» **Selected text**:
* * *

Just how far back does Bay’s joylessness go? Bay was one of a group of young filmmakers who dominated advertising and music videos in the late 1980s and early 1990s, as part of the company Propaganda Films. (David Fincher was one of the other big names who worked with Propaganda.) Were Bay’s early videos as bombastic as his later films? These six clips—all made before Bay’s feature-directing debut, Bad Boys—show a filmmaker developing the style, preoccupations, and taste level that defined his more high-profile work, and made him rich.
Bay’s aesthetic seems better suited to hard rock and arena country, but he spent a lot of his early career working with pop lightweights, like the fresh-scrubbed former teen idol Donny Osmond (who’s only a little bit rock ’n’ roll). Usually cited as Bay’s first music video, “Soldier Of Love” was part of an effort to rebrand the squeaky-clean ex-star Osmond as an artist relevant to late-1980s music trends, like New Jack Swing. Bay’s video is a studio-bound performance clip, showing a leather-clad Osmond—and his equally ersatz-badass band—singing and semi-dancing with passionate conviction. The most familiar Michael Bay touch in this video, though, is the many shots of gyrating supermodels, who alternately grimace and gaze smokily into the camera, while Bay keeps freezing their images. For Osmond and his record label, Capitol, the models signified a new kind of sexual swagger. For Bay, it was one of the first examples of him using a cinematic effect in a way that comes off more unpleasantly jarring than meaningful.
From the opening low-angle shots of an open-topped jeep pulling into an old-timey gas station and bait-shop, the “Angelia” video feels very much like the work of the man who made Armageddon, Pearl Harbor, and the Transformers movies—all of which feature the kind of Americana that could’ve been cobbled together from the bric-a-brac hanging on an Applebee’s wall. Once again, the clip is padded out with honey-shots, as the “Angelia” of the title poses around the fields and storefronts of a dusty small town; once again, the singer croons earnestly and romantically, though Marx’s song is more wistful than celebratory, in keeping with a mid-video plot twist that suggests the singer’s true love was killed.
It’s hard to pin down exactly whether that’s the story Bay’s video means to tell, because, in a precursor to the scrambled narratives of Bay’s later films, “Angelia” favors fleeting impressions over clarity. In one especially Bay-esque sequence, Marx and Angelia pull a piece of fruit out of a pile outside a produce store, causing the pile to collapse, but it’s hard to tell what kind of fruit it is—it may actually be a vegetable—because Bay shoots the scene with a monochrome filter that obliterates all fine detail.

* * *

» **Work instructions**: Carry the text on Michael Bay's early music videos further, starting right after its last sentence. The items that come next were taken from a different source.

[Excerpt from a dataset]

* * *

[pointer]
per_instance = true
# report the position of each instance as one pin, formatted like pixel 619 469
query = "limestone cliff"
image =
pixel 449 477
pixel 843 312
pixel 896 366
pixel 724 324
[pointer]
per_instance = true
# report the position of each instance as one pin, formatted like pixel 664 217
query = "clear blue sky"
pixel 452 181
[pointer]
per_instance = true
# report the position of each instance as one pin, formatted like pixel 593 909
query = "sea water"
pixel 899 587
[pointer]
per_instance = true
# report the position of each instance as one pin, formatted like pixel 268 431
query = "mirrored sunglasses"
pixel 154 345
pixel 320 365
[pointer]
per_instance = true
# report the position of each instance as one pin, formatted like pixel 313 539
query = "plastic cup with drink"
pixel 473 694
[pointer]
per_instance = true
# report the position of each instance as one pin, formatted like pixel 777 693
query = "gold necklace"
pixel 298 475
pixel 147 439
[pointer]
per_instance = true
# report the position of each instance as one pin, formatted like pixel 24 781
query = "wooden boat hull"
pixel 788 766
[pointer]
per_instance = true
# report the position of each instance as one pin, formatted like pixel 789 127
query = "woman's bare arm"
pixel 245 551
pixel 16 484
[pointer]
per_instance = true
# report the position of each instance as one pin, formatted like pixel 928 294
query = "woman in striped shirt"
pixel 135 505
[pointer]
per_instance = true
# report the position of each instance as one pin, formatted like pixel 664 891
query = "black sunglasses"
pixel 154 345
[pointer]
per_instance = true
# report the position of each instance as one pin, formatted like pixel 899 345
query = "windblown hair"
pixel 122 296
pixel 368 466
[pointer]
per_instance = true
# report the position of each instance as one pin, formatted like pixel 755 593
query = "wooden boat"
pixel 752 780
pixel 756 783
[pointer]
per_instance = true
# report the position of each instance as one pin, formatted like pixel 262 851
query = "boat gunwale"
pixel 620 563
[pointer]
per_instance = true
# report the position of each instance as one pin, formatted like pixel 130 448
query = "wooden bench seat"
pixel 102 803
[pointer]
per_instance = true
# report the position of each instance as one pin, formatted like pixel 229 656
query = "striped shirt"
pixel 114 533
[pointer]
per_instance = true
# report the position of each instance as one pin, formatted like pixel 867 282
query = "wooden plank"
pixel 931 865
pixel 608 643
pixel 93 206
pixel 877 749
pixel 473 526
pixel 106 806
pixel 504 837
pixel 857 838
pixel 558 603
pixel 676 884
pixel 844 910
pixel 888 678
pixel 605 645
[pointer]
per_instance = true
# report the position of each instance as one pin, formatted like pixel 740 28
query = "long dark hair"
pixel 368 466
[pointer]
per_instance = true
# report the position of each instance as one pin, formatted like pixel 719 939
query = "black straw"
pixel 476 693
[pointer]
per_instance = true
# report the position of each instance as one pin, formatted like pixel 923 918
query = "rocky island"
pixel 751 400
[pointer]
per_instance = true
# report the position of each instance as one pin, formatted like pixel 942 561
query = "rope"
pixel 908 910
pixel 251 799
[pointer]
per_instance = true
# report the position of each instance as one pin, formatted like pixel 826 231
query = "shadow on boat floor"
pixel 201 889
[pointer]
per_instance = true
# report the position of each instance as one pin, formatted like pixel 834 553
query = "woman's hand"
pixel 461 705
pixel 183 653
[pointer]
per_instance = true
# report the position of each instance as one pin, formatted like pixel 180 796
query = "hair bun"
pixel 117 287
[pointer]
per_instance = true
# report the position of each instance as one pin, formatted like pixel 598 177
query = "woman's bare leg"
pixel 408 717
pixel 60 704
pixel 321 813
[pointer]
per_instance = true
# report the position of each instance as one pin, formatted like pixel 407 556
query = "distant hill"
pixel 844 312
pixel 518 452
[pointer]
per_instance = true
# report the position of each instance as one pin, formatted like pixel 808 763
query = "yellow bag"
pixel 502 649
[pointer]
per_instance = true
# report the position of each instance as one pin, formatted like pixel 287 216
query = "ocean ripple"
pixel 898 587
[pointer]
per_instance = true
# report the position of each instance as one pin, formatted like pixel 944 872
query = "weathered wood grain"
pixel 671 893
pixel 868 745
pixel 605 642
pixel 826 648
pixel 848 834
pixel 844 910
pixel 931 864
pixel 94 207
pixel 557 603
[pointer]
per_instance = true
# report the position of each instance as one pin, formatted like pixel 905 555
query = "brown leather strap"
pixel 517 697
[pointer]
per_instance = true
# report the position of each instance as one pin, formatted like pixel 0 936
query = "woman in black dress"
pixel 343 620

* * *

» **Task response**:
Say this about Bay’s video for Divinyls’ Top 10 ode to onanism: It ain’t subtle. Frontwoman Christina Amphlett is shown throughout in bed, on a couch, dancing in a ballroom, and performing in what looks like a ritzy mansion, all while rubbing her hips and moving her hands toward her crotch. For further erotic enhancement, Bay shoots some of the performance footage from above, looking straight down Amphlett’s ample cleavage. He also throws in a few random, scantily clad models, continuing his motif from early videos of having singers coo off into the distance while he cuts in footage that could’ve been swiped from a fashion-magazine shoot. More notably, Bay is beginning to find his visual rhythm with the “I Touch Myself” clip, keeping the takes super-short and returning over and over to the same angles and short camera moves, defying fluidity.
The third single from Vanilla Ice’s debut LP To The Extreme was nowhere near as big a hit as “Ice Ice Baby” or “Play That Funky Music,” but the song inspired Ice’s best video—or at least his most ridiculous. Bay puts Vanilla Ice on a studio version of an ordinary city street: near a phone booth, a streetlamp, and sign for “ICE.” While the rapper does a slowed-down, ballad-appropriate version of his puffy-pantsed jumps and spins, Bay again inserts shots of sexy models, filmed separately.
As with the “Angelia” clip, “I Love You” does at least include a couple of moments where the singer and the object of his affection appear together, almost interacting. But those happen in the second half of “I Love You,” creating the illusion that Vanilla Ice is first singing to some woman he maybe remembers from a commercial, and then singing to his girlfriend. The eroticism and romance in nearly all Bay’s videos is abstract—not in quotation marks, exactly, but reduced to signifying images like sensuous rubbing and half-lidded stares.
Lionel Richie, “Do It To Me” (1992)
With Lionel Richie’s almost-forgotten 1992 hit “Do It To Me” (which hit No. 1 on the R&B charts and No. 21 on Billboard’s Hot 100), Bay found an entirely new way to have his star sing to someone who isn’t there, by sticking Richie in the same room as a projection of a seductive woman. Even at the end of the video, when Richie embraces his dream-girl, he’s doing it on a movie screen, while watching himself. Also, once again, Bay can’t settle on any one seductive woman. He keeps cutting to two or three different women, all underdressed, all writhing around, all touching themselves. (It’s hard to say how many different models are in the clip, because Bay cuts away from them before they can forge a lasting impression beyond “curve” and “pout.”)
As with the other early Bay videos, “Do It To Me” shows its lead in a mostly bare room, performing alongside other musicians; as is the case with the singers in these other clips, Richie doesn’t acknowledge his band. Bay is often tagged as a director of “guy movies,” where two or more men (plus a woman or two, sometimes) work together on a mission, but one quirk of Bay’s choppy visual style is that even when dudes are working alongside each other, they rarely seem like they’re working together.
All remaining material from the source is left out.